[What you will do]:
Retype the data below word for word, from the line containing "Task: find the green chair seat" through the line containing "point(154, 231)", with both of those lines included.

◆ ◆ ◆ ◆ ◆

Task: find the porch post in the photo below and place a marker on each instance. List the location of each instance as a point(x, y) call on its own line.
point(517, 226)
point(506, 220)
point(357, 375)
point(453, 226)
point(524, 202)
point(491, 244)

◆ ◆ ◆ ◆ ◆

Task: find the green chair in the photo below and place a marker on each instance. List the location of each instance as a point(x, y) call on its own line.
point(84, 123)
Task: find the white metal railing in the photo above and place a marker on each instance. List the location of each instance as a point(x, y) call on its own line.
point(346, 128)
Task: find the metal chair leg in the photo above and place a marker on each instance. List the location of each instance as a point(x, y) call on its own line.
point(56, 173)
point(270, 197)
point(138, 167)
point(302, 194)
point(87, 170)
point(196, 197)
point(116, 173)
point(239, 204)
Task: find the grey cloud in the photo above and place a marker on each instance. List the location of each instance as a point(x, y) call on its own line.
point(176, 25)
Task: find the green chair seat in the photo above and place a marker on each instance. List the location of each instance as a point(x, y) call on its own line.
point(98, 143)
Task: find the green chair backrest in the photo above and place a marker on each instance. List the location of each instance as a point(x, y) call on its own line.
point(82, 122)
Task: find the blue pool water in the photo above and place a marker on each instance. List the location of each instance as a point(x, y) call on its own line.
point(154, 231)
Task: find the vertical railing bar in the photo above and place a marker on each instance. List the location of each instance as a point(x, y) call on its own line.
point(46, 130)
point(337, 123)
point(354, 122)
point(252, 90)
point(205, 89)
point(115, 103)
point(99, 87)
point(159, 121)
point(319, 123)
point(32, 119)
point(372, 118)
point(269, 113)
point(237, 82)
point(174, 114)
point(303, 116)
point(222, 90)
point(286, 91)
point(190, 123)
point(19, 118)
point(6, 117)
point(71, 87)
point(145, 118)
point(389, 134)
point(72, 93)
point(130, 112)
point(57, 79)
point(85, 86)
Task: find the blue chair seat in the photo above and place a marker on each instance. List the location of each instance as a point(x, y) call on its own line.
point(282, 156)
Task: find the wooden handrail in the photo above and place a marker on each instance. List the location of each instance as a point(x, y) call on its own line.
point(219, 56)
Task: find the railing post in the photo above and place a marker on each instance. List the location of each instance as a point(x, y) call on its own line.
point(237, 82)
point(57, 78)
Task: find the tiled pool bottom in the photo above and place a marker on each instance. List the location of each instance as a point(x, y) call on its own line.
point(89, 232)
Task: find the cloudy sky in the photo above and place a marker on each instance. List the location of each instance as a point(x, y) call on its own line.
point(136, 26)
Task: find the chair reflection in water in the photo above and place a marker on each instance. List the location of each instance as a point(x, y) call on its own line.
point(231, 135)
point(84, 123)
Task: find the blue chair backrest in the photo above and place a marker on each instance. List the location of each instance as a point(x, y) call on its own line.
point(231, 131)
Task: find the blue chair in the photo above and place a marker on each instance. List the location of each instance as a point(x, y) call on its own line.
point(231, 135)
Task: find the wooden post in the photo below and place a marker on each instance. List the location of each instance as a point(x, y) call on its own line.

◆ ◆ ◆ ◆ ◆

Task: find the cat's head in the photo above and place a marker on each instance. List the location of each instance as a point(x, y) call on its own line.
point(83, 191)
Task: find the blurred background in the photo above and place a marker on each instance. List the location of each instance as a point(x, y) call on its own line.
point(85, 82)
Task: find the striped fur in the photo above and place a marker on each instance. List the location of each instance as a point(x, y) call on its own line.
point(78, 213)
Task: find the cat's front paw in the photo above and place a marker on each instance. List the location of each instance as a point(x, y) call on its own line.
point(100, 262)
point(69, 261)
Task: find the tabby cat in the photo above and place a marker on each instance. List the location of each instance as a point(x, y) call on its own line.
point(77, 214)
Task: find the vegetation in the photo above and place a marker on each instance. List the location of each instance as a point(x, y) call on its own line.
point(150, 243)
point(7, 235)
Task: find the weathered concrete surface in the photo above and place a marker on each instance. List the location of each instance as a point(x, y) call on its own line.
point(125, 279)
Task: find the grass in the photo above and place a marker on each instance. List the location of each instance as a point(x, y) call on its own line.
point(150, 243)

◆ ◆ ◆ ◆ ◆

[Exercise output]:
Task: find the green chair seat in the photo above and place a marker on each instance. List the location of each instance as a point(x, y) call on its own line.
point(98, 143)
Task: find the green chair backrest in the photo above and place a marker on each instance. List the location of each instance as a point(x, y) call on its own line.
point(82, 122)
Task: find the blue pool water in the photo above and place a marker on each instance. List the location of each instance as a point(x, y) call on its own line.
point(154, 231)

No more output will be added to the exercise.